Et ce qui semble surtout évident, c'est que si la violation des conditions énoncées par la licence CC place probablement l'auteur du livre en position de contrefacteur, cela n'autorise personne à mettre en ligne ni à télécharger ledit bouquin.

Seules trois parties peuvent décider d'une telle ouverture, à mon sens : l'auteur lui-même, comme beaucoup d'éditeurs de logiciel le font, pour éviter un long procès et faire amende honorable pour un plagiat souvent involontaire ; le juge, évidemment, en demandant la mise en conformité de la distribution de l'ouvrage à la licence de laquelle il relève ; et peut-être, mais c'est risqué, la partie lésée, qui en l'espèce est un contributeur anonyme de Wikipédia, ce qui rendrait cette initiative encore plus dangereuse. 

Dangereuse pour l'auteur du blog qui a mis en ligne l'ouvrage mais surtout pour ceux qui vont  le télécharger , et qui deviennent eux-mêmes contrefacteurs.

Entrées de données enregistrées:
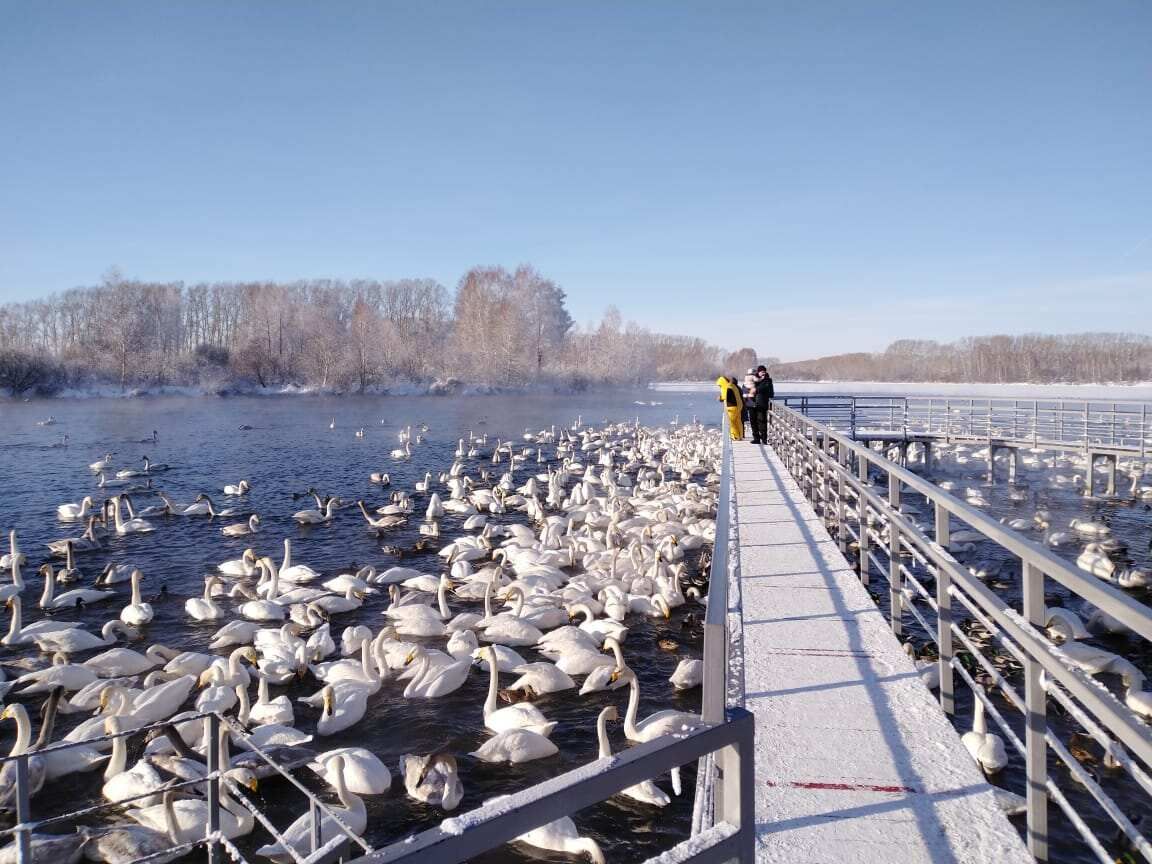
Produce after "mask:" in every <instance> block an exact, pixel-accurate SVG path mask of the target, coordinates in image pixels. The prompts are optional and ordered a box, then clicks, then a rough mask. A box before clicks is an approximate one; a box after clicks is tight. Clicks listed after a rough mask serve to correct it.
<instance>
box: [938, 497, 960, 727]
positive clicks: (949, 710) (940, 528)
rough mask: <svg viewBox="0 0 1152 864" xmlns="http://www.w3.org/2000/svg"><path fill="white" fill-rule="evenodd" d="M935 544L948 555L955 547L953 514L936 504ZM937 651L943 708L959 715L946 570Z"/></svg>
mask: <svg viewBox="0 0 1152 864" xmlns="http://www.w3.org/2000/svg"><path fill="white" fill-rule="evenodd" d="M934 509H935V540H937V545H938V546H940V547H941V548H942V550H943V551H945V552H947V551H948V546H949V545H950V544H952V514H949V513H948V510H947V509H945V507H943V505H942V503H941V502H940V501H937V502H935V508H934ZM937 650H938V651H939V653H940V662H939V667H940V707H941V708H943V711H945V713H946V714H955V713H956V695H955V694H956V687H955V683H954V676H953V669H952V658H953V649H952V576H950V575H949V574H948V570H947V568H943V567H938V568H937Z"/></svg>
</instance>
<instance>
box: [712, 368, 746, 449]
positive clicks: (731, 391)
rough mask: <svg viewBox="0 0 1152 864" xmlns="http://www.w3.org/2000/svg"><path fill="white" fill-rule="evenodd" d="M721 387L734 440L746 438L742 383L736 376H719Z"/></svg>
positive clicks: (725, 406) (729, 424)
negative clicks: (735, 376) (741, 388)
mask: <svg viewBox="0 0 1152 864" xmlns="http://www.w3.org/2000/svg"><path fill="white" fill-rule="evenodd" d="M717 387H719V388H720V401H721V402H723V407H725V410H726V411H728V429H729V431H730V432H732V440H733V441H743V440H744V397H743V396H742V395H741V394H740V385H738V384H736V379H735V378H725V377H723V376H720V377H719V378H717Z"/></svg>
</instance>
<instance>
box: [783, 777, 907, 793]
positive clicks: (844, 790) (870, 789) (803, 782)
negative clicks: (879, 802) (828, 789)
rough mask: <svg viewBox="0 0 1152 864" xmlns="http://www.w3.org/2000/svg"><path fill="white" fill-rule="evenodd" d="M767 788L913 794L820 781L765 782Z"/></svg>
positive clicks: (883, 785) (889, 787) (855, 783)
mask: <svg viewBox="0 0 1152 864" xmlns="http://www.w3.org/2000/svg"><path fill="white" fill-rule="evenodd" d="M766 783H767V785H768V786H787V787H790V788H793V789H829V790H833V791H886V793H915V791H916V789H914V788H912V787H910V786H885V785H880V783H831V782H826V781H820V780H789V781H788V782H785V783H774V782H772V781H771V780H768V781H766Z"/></svg>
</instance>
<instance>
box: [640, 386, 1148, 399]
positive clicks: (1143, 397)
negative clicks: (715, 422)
mask: <svg viewBox="0 0 1152 864" xmlns="http://www.w3.org/2000/svg"><path fill="white" fill-rule="evenodd" d="M775 386H776V393H778V394H780V395H781V396H788V395H803V394H828V395H833V394H835V395H849V396H854V395H855V396H952V397H964V399H967V397H976V399H1102V400H1115V401H1137V402H1152V381H1144V382H1140V384H931V382H929V384H907V382H901V381H776V382H775ZM651 387H652V389H655V391H668V392H684V391H687V392H702V391H708V389H713V388H714V387H715V385H714V384H713V382H711V381H661V382H659V384H652V385H651Z"/></svg>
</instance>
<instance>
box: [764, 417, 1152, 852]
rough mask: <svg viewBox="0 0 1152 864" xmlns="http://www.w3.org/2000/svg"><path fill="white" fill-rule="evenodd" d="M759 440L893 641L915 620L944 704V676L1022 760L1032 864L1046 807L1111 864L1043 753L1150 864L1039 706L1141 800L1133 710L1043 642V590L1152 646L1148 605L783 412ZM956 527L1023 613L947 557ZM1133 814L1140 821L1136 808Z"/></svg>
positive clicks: (1123, 820)
mask: <svg viewBox="0 0 1152 864" xmlns="http://www.w3.org/2000/svg"><path fill="white" fill-rule="evenodd" d="M770 438H771V441H772V444H773V446H774V447H775V449H776V452H778V453H779V455H780V456H781V458H782V460H783V462H785V464H786V465H787V467H788V470H789V472H790V473H791V475H793V477H794V478H795V479H796V480H797V483H798V484H799V486H801V488H802V491H803V492H804V493H805V495H806V497H808V498H809V499H810V500H811V501H812V503H813V506H814V507H816V508H817V510H818V511H820V513H823V516H824V517H825V520H826V521H827V522H828V523H829V525H831V528H832V530H833V532H834V536H835V537H836V538H838V541H839V545H840V548H841V551H842V552H844V553H848V552H849V551H850V550H849V547H850V546H851V545H855V546H856V547H857V550H858V559H859V570H861V578H862V579H863V581H864V582H865V584H867V582H869V581H870V577H871V575H872V574H877V575H882V576H884V577H885V578H886V579H887V583H888V601H889V607H890V626H892V629H893V631H894V632H895V634H896V635H897V636H899V635H901V634H902V631H903V628H904V626H905V621H907V622H909V623H911V622H915V623H918V624H919V626H920V627H922V628H923V629H924V632H925V634H926V635H927V637H929V638H930V639H932V641H933V642H934V643H935V645H937V649H938V652H939V673H940V704H941V706H942V708H943V710H945V711H946V712H948V713H949V714H950V713H954V711H955V679H956V676H960V677H961V679H962V681H963V683H964V684H967V685H968V687H969V688H970V689H971V691H972V696H973V698H976V699H979V700H980V702H982V703H983V704H984V707H985V708H986V711H987V714H988V715H990V717H991V718H992V719H993V721H994V722H995V725H996V726H998V727H999V728H1000V729H1001V730H1002V733H1003V735H1005V738H1006V741H1007V742H1008V744H1009V746H1010V748H1013V749H1015V750H1016V751H1017V752H1018V753H1020V755H1021V756H1022V757H1023V759H1024V764H1025V770H1026V818H1028V843H1029V848H1030V850H1031V852H1032V854H1033V855H1034V856H1036V857H1037V858H1038V859H1041V861H1046V859H1047V857H1048V827H1047V824H1048V803H1049V801H1052V802H1054V803H1055V804H1056V805H1058V806H1059V808H1060V810H1061V811H1062V812H1063V814H1064V816H1066V817H1067V819H1068V821H1069V823H1070V824H1071V825H1073V827H1074V828H1075V831H1076V832H1077V833H1078V834H1079V835H1081V836H1082V838H1083V840H1084V842H1085V843H1086V844H1087V846H1089V848H1090V849H1091V850H1092V852H1093V854H1094V855H1096V856H1097V857H1098V858H1099V861H1100V862H1104V863H1108V862H1112V861H1113V856H1112V855H1111V854H1109V852H1108V851H1107V850H1106V849H1105V846H1104V843H1102V842H1101V841H1100V840H1099V838H1098V836H1097V835H1096V833H1094V832H1093V831H1092V829H1091V828H1090V827H1089V825H1087V824H1086V821H1085V819H1084V818H1083V816H1082V814H1081V813H1079V812H1078V811H1077V810H1076V809H1075V808H1074V806H1073V805H1071V804H1070V803H1069V801H1068V797H1067V796H1066V795H1064V794H1063V791H1062V790H1061V788H1060V786H1059V785H1058V783H1056V782H1055V779H1054V778H1053V776H1052V775H1051V774H1049V772H1048V761H1049V755H1054V756H1055V757H1056V758H1058V759H1059V761H1060V763H1062V764H1063V765H1064V767H1067V770H1068V771H1069V772H1070V773H1071V775H1073V776H1074V778H1075V779H1076V781H1077V782H1078V783H1081V785H1082V786H1083V787H1084V788H1085V789H1086V790H1087V793H1089V794H1090V795H1091V797H1092V798H1093V799H1094V802H1096V803H1097V805H1098V806H1099V808H1100V810H1101V811H1102V812H1104V813H1106V814H1107V817H1108V818H1109V819H1111V820H1112V821H1113V823H1114V824H1115V825H1116V827H1117V828H1119V829H1120V832H1121V833H1122V834H1123V835H1124V836H1126V838H1127V842H1128V843H1130V846H1131V848H1132V849H1135V850H1136V852H1137V854H1139V855H1140V856H1143V857H1144V859H1146V861H1149V862H1152V846H1150V843H1149V841H1147V840H1146V839H1145V838H1144V836H1143V834H1142V833H1140V829H1139V828H1138V827H1137V825H1135V824H1134V821H1132V819H1130V818H1129V816H1128V814H1127V813H1126V811H1124V809H1123V808H1122V806H1121V805H1119V804H1117V803H1116V802H1115V801H1114V799H1113V798H1112V797H1111V796H1109V795H1108V794H1107V793H1106V791H1105V790H1104V789H1102V788H1101V786H1100V785H1099V783H1098V782H1097V781H1096V779H1094V778H1093V776H1091V775H1090V774H1089V773H1087V772H1086V771H1085V770H1084V767H1083V766H1082V765H1081V764H1079V761H1078V760H1077V759H1076V758H1075V757H1074V756H1073V755H1071V753H1070V752H1069V749H1068V746H1066V744H1064V743H1063V742H1062V741H1061V740H1060V738H1059V737H1058V736H1056V735H1055V734H1054V733H1053V730H1052V729H1051V728H1049V725H1048V700H1049V699H1052V700H1054V702H1055V703H1056V704H1058V705H1059V707H1060V708H1061V710H1062V711H1063V712H1067V713H1068V714H1069V715H1070V717H1071V718H1073V719H1075V721H1076V722H1077V723H1079V725H1081V726H1082V727H1083V729H1084V732H1085V734H1087V735H1089V736H1091V738H1093V740H1094V741H1096V742H1097V743H1098V744H1099V745H1100V746H1101V748H1102V749H1104V752H1105V753H1106V758H1107V759H1108V760H1111V763H1112V764H1114V765H1116V766H1119V767H1120V768H1121V770H1122V771H1124V772H1127V773H1128V775H1129V776H1130V778H1131V779H1132V780H1134V781H1135V783H1136V785H1137V787H1138V788H1139V789H1142V790H1143V793H1144V794H1147V795H1152V776H1150V774H1149V766H1150V765H1152V734H1150V729H1149V727H1147V726H1145V725H1144V723H1143V722H1142V721H1140V719H1139V718H1138V717H1137V715H1136V713H1135V712H1134V711H1132V710H1130V708H1129V707H1128V706H1127V705H1124V703H1122V702H1120V700H1119V699H1117V698H1116V697H1115V696H1114V695H1113V694H1112V692H1111V691H1108V690H1107V689H1106V688H1105V687H1104V685H1102V684H1101V683H1100V682H1098V681H1097V680H1094V679H1093V677H1092V676H1090V675H1089V674H1086V673H1085V672H1083V670H1082V669H1079V668H1077V667H1076V666H1075V665H1074V664H1073V662H1071V661H1070V659H1069V658H1068V655H1066V654H1062V653H1061V650H1060V647H1059V645H1056V644H1054V643H1053V642H1051V641H1049V639H1048V638H1047V637H1046V636H1045V627H1046V624H1047V614H1046V606H1045V590H1044V588H1045V581H1046V579H1053V581H1054V582H1058V583H1060V584H1061V585H1063V586H1064V588H1066V589H1068V590H1069V591H1071V592H1073V593H1074V594H1077V596H1078V597H1081V598H1083V599H1085V600H1087V601H1089V602H1091V604H1092V605H1094V606H1096V607H1097V608H1099V609H1100V611H1102V612H1104V613H1106V614H1107V615H1111V616H1112V617H1113V619H1115V620H1116V621H1119V622H1120V623H1122V624H1123V626H1126V627H1127V628H1129V629H1130V630H1131V631H1132V634H1134V635H1136V636H1138V637H1140V638H1143V639H1147V641H1152V609H1150V608H1149V607H1147V606H1144V605H1143V604H1140V602H1138V601H1136V600H1135V599H1132V598H1131V597H1129V596H1128V594H1126V593H1124V592H1123V591H1121V590H1119V589H1116V588H1113V586H1112V585H1111V584H1106V583H1102V582H1101V581H1100V579H1097V578H1094V577H1093V576H1090V575H1087V574H1085V573H1083V571H1082V570H1079V569H1077V568H1076V567H1073V566H1071V564H1069V563H1068V562H1066V561H1064V560H1062V559H1060V558H1058V556H1056V555H1054V554H1053V553H1052V552H1049V551H1048V550H1047V548H1046V547H1044V546H1040V545H1038V544H1034V543H1031V541H1030V540H1028V539H1025V538H1023V537H1022V536H1021V535H1020V533H1018V532H1016V531H1014V530H1011V529H1009V528H1007V526H1006V525H1002V524H1001V523H999V522H996V521H995V520H993V518H991V517H990V516H987V515H985V514H984V513H982V511H980V510H978V509H976V508H973V507H971V506H970V505H968V503H965V502H964V501H961V500H958V499H956V498H954V497H952V495H949V494H948V493H947V492H945V491H942V490H940V488H939V487H937V486H935V485H933V484H932V483H930V482H929V480H925V479H923V478H922V477H919V476H917V475H916V473H912V472H911V471H909V470H907V469H904V468H902V467H900V465H899V464H896V463H894V462H892V461H889V460H887V458H885V457H884V456H882V455H880V454H879V453H877V452H874V450H872V449H870V448H867V447H864V446H863V445H861V444H857V442H856V441H854V440H851V439H850V438H849V437H848V435H846V434H842V433H840V432H836V431H835V430H833V429H831V427H829V426H827V425H824V424H821V423H818V422H816V420H814V419H812V418H811V417H805V416H803V415H802V414H801V412H798V411H797V410H794V409H791V408H789V407H787V406H785V404H782V403H780V402H778V403H776V404H775V406H774V407H773V409H772V411H771V414H770ZM910 494H916V495H920V497H923V498H924V499H925V501H926V502H927V503H929V505H930V507H931V508H932V510H933V516H934V530H933V531H932V535H933V536H931V537H930V536H929V533H927V532H926V531H924V530H920V529H919V528H918V526H917V525H915V524H914V523H912V521H911V520H910V518H909V517H908V516H907V515H905V514H904V513H903V511H902V502H903V501H904V499H905V498H907V497H908V495H910ZM954 520H955V521H960V522H963V523H965V524H967V525H969V526H970V528H971V529H973V530H976V531H978V532H980V533H982V535H983V536H984V537H986V538H987V539H988V540H991V541H993V543H995V544H998V545H999V546H1000V547H1001V550H1002V551H1003V552H1005V553H1007V554H1008V555H1011V556H1013V558H1015V559H1017V560H1018V561H1020V562H1021V567H1022V573H1023V602H1022V608H1021V609H1016V608H1014V607H1013V606H1010V605H1009V604H1008V602H1007V601H1006V600H1005V599H1003V598H1001V597H999V596H998V594H995V593H994V592H993V591H992V590H991V589H988V588H987V586H986V585H984V584H983V583H982V582H980V581H979V579H978V578H977V577H976V576H975V575H973V574H972V573H970V571H969V569H968V568H965V567H964V566H963V564H961V563H960V562H958V561H957V560H956V559H955V558H954V556H953V555H952V554H950V553H949V551H948V550H949V546H950V545H952V544H950V531H952V524H953V521H954ZM932 579H934V581H935V584H934V590H930V589H929V588H926V583H927V584H929V585H931V581H932ZM920 604H923V605H924V606H926V608H927V612H925V611H924V609H923V608H922V607H920ZM956 604H958V605H960V606H961V607H962V608H963V609H964V611H965V612H968V613H969V614H971V615H972V617H973V619H975V620H976V621H978V622H979V623H980V624H982V626H983V627H984V628H985V629H986V630H987V631H988V634H990V635H991V637H992V638H993V639H995V642H996V643H998V644H999V645H1000V646H1001V647H1002V649H1003V650H1005V651H1006V652H1007V654H1008V655H1010V657H1011V658H1013V659H1014V660H1015V661H1016V662H1018V664H1020V665H1021V666H1022V668H1023V675H1024V692H1023V695H1021V694H1020V692H1018V691H1017V689H1016V687H1014V685H1013V684H1011V683H1010V682H1009V681H1008V680H1007V679H1006V677H1005V675H1003V674H1001V672H1000V670H999V668H998V667H996V664H995V662H993V660H992V659H990V657H988V655H987V654H986V653H985V652H983V651H982V650H980V649H979V646H978V645H977V644H976V642H975V641H973V639H972V638H970V636H969V635H968V634H967V632H965V631H964V630H963V629H962V628H961V627H958V626H957V623H956V621H955V620H954V615H953V609H954V606H955V605H956ZM960 651H964V652H968V653H969V654H970V655H971V657H972V659H973V660H975V661H976V664H977V665H978V666H979V672H980V674H982V675H983V676H986V677H987V680H990V681H991V682H992V683H993V684H994V687H995V688H998V689H999V690H1000V691H1001V692H1002V694H1003V696H1005V698H1006V699H1007V700H1008V703H1009V704H1010V705H1011V706H1013V707H1014V708H1015V710H1017V711H1020V712H1021V713H1022V714H1023V719H1024V728H1025V730H1024V735H1023V740H1022V738H1021V736H1018V735H1017V734H1016V732H1015V730H1014V728H1013V726H1011V725H1010V723H1009V722H1008V720H1007V719H1006V718H1005V715H1003V714H1002V713H1001V711H1000V710H999V708H998V707H996V705H995V704H994V703H993V702H992V700H991V698H990V697H988V696H987V694H986V692H985V690H984V687H982V685H980V684H978V683H977V682H976V680H975V679H973V676H972V674H970V673H969V672H968V670H967V669H965V668H964V666H963V665H962V664H961V662H960V660H958V659H957V653H958V652H960ZM1132 668H1135V667H1132ZM1140 677H1143V676H1140ZM1138 685H1139V684H1138V683H1137V687H1138ZM1144 808H1145V812H1146V808H1147V804H1146V803H1145V804H1144Z"/></svg>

*Consignes de l'exercice*
Recopiez sans modification le passage de l'extrait sur la licence CC qui va de « Seules trois parties » jusqu'à « encore plus dangereuse. » inclus.

*Réponse*
Seules trois parties peuvent décider d'une telle ouverture, à mon sens : l'auteur lui-même, comme beaucoup d'éditeurs de logiciel le font, pour éviter un long procès et faire amende honorable pour un plagiat souvent involontaire ; le juge, évidemment, en demandant la mise en conformité de la distribution de l'ouvrage à la licence de laquelle il relève ; et peut-être, mais c'est risqué, la partie lésée, qui en l'espèce est un contributeur anonyme de Wikipédia, ce qui rendrait cette initiative encore plus dangereuse.